> _原文抜粋_:
%%

パイプライン輸送
パイプライン(パイプライン、英語: pipeline)とは、流体を移送するために設置される、パイプを連続的に接合したシステム[1]。ここでの流体は様々な液体(上水・下水、その他の用水)や流動性の燃料のことで、燃料とは石油とガス燃料のことである[1]。地上、または地下、もしくは海底面、あるいは海底面下に設置される[1]。
概説
パイプラインは石油やガスのような可燃性の液体や気体の輸送管である[2]。内陸にある油田と石油輸出ターミナルあるいは製油所などを結んで設けられる[3]。最初のパイプライン事業は1865年にアメリカ合衆国・ペンシルバニア地方の油田地帯に始まる[2]。パイプラインは遠距離の大容量の輸送に適しており経済的である[3]。しかし、パイプラインは初期投資として巨額の建設費用がかかり燃料の輸送費用のかなりの部分を償却費が占めるといわれる[2][3]。また、パイプラインは輸送元と輸送先が固定的でありフレキシビリティが無いといった短所がある[3]。なお、パイプラインは広義には上水道管、下水道管、暖房用熱気送管、郵便物輸送用の空気送管(気送管)などを含む[2]。なお、パイプラインの敷設は野生動物の生息域の分断を招くとの指摘もある。

%%

> _作業要件_: 上に示したパイプライン輸送の文章を、一字も変えずに最初から最後まで全文書き写せ。

> _提供資料_:
%%

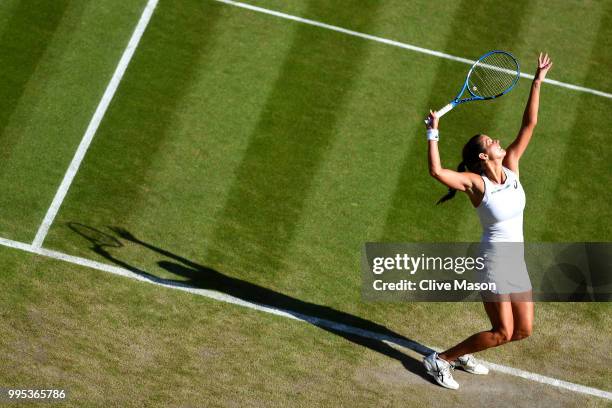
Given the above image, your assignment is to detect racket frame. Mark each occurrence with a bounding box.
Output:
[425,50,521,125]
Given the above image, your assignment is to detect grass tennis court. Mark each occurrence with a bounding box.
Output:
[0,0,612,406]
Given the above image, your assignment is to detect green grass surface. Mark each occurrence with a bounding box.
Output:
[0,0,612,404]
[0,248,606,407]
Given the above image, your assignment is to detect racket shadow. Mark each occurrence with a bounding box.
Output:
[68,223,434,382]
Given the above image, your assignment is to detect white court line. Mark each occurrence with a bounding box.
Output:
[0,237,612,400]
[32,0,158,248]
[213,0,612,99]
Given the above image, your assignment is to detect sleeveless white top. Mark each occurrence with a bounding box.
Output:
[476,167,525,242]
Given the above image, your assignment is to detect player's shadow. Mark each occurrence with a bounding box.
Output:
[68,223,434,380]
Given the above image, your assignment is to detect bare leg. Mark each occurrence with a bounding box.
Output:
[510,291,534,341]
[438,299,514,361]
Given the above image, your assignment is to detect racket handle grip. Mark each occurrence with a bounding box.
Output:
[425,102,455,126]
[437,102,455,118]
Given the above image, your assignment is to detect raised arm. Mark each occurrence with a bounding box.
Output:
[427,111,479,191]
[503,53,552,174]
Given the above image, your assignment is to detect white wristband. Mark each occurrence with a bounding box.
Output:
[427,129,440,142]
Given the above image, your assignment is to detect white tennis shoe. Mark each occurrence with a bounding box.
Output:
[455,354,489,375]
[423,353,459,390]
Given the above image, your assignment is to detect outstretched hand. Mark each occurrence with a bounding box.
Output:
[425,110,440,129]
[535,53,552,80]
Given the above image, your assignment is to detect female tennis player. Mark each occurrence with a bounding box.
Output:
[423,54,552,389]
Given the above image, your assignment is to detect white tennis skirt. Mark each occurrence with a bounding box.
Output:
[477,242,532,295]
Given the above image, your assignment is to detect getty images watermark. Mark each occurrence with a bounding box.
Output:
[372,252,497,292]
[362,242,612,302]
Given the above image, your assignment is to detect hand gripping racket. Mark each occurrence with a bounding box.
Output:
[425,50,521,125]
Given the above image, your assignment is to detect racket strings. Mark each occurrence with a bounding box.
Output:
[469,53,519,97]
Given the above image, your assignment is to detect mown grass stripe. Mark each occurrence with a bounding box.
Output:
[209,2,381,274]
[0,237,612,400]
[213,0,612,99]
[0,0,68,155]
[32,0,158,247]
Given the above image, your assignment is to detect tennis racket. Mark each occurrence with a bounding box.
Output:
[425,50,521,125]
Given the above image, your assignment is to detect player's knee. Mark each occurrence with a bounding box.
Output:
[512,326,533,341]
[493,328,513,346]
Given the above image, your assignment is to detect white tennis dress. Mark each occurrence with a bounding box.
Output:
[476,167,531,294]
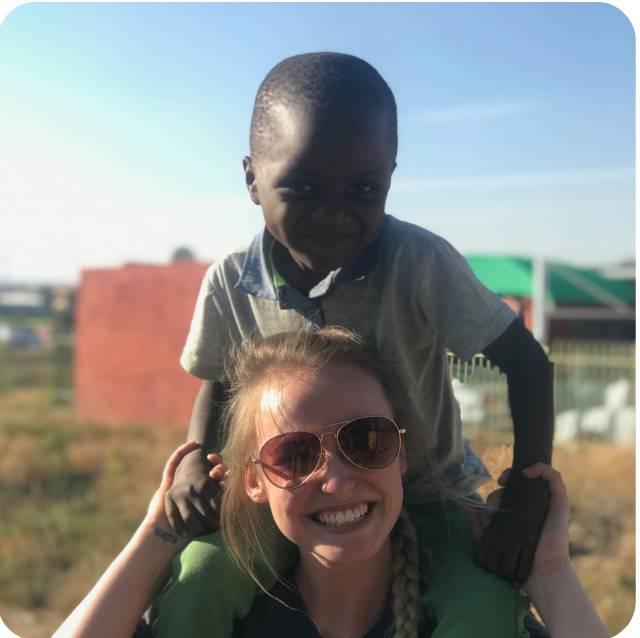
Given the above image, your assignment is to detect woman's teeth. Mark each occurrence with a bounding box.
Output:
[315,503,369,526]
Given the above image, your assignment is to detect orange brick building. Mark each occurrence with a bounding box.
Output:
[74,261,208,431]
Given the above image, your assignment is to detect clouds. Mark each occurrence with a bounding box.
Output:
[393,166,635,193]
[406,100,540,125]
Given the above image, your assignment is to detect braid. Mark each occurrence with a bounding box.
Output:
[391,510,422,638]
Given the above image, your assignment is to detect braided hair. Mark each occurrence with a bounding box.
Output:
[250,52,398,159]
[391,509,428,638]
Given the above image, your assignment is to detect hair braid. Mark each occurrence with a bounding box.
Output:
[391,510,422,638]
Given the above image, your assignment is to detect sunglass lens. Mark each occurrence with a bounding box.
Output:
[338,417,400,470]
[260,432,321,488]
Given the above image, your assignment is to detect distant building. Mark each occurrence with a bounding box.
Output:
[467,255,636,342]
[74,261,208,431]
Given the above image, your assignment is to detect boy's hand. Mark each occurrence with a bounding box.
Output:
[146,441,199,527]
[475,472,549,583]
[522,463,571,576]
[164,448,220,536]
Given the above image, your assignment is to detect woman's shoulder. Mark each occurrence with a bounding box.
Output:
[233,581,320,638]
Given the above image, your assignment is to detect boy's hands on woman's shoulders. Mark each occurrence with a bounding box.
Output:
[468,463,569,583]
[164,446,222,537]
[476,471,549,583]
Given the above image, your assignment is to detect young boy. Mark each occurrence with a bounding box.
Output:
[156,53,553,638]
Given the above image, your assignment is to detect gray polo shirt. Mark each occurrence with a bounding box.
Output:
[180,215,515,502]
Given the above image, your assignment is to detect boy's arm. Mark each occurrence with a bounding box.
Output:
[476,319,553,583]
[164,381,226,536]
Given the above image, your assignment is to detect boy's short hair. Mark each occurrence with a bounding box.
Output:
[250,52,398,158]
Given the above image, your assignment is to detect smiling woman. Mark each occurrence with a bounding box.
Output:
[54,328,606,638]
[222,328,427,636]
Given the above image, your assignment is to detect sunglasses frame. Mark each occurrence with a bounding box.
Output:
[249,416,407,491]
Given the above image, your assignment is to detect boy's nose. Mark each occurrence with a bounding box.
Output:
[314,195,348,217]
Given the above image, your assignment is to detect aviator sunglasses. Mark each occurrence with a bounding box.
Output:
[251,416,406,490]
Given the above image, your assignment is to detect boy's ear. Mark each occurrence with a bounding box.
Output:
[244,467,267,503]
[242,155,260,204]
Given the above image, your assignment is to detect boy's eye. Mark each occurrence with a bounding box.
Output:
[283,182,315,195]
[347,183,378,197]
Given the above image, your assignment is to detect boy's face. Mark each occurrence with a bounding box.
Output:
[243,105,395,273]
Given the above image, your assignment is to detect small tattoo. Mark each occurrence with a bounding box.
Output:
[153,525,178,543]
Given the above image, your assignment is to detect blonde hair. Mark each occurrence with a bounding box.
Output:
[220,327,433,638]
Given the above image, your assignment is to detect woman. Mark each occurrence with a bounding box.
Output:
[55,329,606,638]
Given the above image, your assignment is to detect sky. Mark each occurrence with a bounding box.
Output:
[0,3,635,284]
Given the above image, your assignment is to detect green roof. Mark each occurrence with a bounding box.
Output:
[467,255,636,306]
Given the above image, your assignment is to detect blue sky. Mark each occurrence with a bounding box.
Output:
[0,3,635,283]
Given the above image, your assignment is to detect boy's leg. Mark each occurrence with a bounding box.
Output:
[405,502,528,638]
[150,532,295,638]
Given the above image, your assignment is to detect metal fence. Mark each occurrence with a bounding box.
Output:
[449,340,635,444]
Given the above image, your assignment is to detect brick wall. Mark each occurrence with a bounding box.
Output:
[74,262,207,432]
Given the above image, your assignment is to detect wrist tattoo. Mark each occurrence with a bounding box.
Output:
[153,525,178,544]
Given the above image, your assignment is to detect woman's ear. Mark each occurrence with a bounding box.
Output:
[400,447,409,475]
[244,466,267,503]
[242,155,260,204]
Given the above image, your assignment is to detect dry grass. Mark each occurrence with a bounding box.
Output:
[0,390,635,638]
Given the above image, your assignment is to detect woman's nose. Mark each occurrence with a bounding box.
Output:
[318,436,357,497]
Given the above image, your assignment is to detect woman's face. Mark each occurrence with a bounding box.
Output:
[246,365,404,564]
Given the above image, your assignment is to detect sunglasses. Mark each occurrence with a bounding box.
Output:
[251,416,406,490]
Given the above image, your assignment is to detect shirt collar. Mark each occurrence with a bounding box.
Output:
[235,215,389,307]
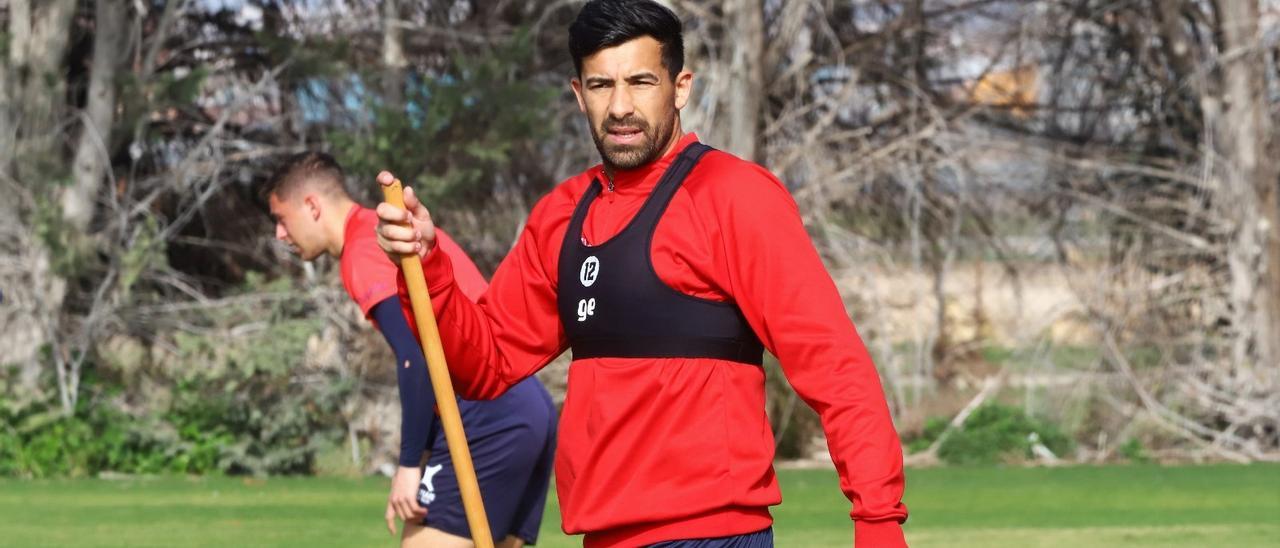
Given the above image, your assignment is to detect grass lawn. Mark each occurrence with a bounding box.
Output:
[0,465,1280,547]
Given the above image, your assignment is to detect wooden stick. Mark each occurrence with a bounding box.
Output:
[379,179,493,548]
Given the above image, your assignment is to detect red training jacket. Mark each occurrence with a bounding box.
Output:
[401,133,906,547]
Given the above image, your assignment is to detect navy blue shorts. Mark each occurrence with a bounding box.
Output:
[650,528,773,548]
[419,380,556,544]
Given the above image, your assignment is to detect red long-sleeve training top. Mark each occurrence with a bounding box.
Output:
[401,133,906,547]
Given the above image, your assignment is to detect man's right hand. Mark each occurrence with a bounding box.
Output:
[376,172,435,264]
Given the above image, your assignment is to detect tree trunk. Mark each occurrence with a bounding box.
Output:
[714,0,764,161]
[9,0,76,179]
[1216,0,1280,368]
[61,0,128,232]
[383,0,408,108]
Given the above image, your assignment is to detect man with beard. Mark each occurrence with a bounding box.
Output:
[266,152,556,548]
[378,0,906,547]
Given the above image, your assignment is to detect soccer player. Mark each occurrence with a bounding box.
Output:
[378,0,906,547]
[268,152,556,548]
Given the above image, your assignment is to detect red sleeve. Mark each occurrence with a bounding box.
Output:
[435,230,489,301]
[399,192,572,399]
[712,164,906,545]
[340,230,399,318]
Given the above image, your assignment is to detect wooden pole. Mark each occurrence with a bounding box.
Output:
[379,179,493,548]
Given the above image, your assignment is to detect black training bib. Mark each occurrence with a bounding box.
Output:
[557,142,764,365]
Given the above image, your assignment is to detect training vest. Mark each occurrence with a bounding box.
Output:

%%

> _作業結果_:
パイプライン輸送
パイプライン(パイプライン、英語: pipeline)とは、流体を移送するために設置される、パイプを連続的に接合したシステム[1]。ここでの流体は様々な液体(上水・下水、その他の用水)や流動性の燃料のことで、燃料とは石油とガス燃料のことである[1]。地上、または地下、もしくは海底面、あるいは海底面下に設置される[1]。
概説
パイプラインは石油やガスのような可燃性の液体や気体の輸送管である[2]。内陸にある油田と石油輸出ターミナルあるいは製油所などを結んで設けられる[3]。最初のパイプライン事業は1865年にアメリカ合衆国・ペンシルバニア地方の油田地帯に始まる[2]。パイプラインは遠距離の大容量の輸送に適しており経済的である[3]。しかし、パイプラインは初期投資として巨額の建設費用がかかり燃料の輸送費用のかなりの部分を償却費が占めるといわれる[2][3]。また、パイプラインは輸送元と輸送先が固定的でありフレキシビリティが無いといった短所がある[3]。なお、パイプラインは広義には上水道管、下水道管、暖房用熱気送管、郵便物輸送用の空気送管(気送管)などを含む[2]。なお、パイプラインの敷設は野生動物の生息域の分断を招くとの指摘もある。